------ 本文 ------
民医連新聞

2022年11月8日

“たたかいと対応” 無差別・平等の医師研修を守る

 医学部を卒業後、医師として必要な臨床能力を身につける初期研修制度。民医連では全国に44の基幹型臨床研修病院があり、毎年研修医を受け入れています。後継者育成にも大きな意味を持つ、この臨床研修の募集定員がいま、削減の危機にあります。研修を守り、民医連で医師養成をする意義を取材しました。(稲原真一記者)

 医師研修が必修化されたのは2004年。90年代後半に、重大な医療事故や研修医の過労死が社会問題となって法制化されました()。以降、医師免許を取得しても、初期研修を修了しなければ、単独での保険診療は行えなくなりました。必修化以降、多くの医学生が市中病院の研修を選ぶようになり、民医連も多くの研修医を受け入れます。
 しかし、これに危機感を覚えた大学関係者などの圧力で、研修から中小病院の締め出しがはかられました(解説)。10年には医師の偏在を理由に都道府県ごとの募集定数に上限が設けられ、都市部を中心に定数削減が開始。20年からは、各病院の定数の決定権が都道府県に移管され、自治体ごとに判断基準が変わったことで、対応がより困難になりました。
------ 確認用データ ------
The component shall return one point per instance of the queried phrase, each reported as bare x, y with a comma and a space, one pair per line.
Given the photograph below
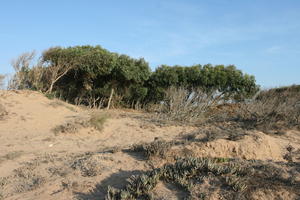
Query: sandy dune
36, 163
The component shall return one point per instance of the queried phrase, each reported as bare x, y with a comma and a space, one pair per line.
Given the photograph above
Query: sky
260, 37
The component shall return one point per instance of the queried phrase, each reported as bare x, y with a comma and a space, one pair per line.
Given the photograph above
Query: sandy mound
50, 150
256, 145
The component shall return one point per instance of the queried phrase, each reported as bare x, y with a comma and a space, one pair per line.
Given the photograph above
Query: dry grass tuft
157, 148
3, 112
98, 119
186, 106
95, 120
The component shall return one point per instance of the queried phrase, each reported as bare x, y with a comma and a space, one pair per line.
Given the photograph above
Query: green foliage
186, 173
228, 81
87, 75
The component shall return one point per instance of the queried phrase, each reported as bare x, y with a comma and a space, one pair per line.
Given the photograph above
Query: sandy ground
37, 163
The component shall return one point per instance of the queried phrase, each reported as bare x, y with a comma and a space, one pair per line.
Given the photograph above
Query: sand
37, 163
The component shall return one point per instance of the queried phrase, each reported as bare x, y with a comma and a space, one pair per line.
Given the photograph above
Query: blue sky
261, 37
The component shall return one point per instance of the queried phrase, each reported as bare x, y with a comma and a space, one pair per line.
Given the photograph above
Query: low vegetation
95, 120
237, 178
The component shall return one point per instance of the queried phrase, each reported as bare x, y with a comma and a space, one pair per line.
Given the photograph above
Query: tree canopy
85, 73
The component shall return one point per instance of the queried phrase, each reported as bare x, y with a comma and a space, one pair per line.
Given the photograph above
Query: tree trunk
110, 98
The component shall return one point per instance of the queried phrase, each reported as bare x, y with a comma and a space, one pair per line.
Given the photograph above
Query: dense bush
89, 75
228, 81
------
» **実施事項**
a: 医師研修に関する本文のうち、「医師研修が必修化されたのは」で始まる段落から最後までに出てくる年・年代の表記を、すべて出てくる順に挙げてください。
b: 医師研修の募集定員をめぐる本文を、最後の文の後から書き継いでください。

» **演習の結果**
a: 2004年、90年代後半、10年、20年

b:
続く削減、見えない基準

 「いつ定数が減らされてもおかしくない危機感を持っていた」と話すのは、大阪・耳原総合病院(以下、耳原)と県連の研修委員長をつとめる大矢亮さん(医師)。耳原は9年連続フルマッチ(定数上限の入職希望)にもかかわらず、元の9人から13年度に8人、18年度に7人、22年度に6人と定数削減が続き、今年2月に23年度の定数は5人と通知が届きました。同様に同県連の西淀病院(以下、西淀)も、9年連続フルマッチでしたが、22年度と23年度は、2人だった定数が1人との通知が届きました。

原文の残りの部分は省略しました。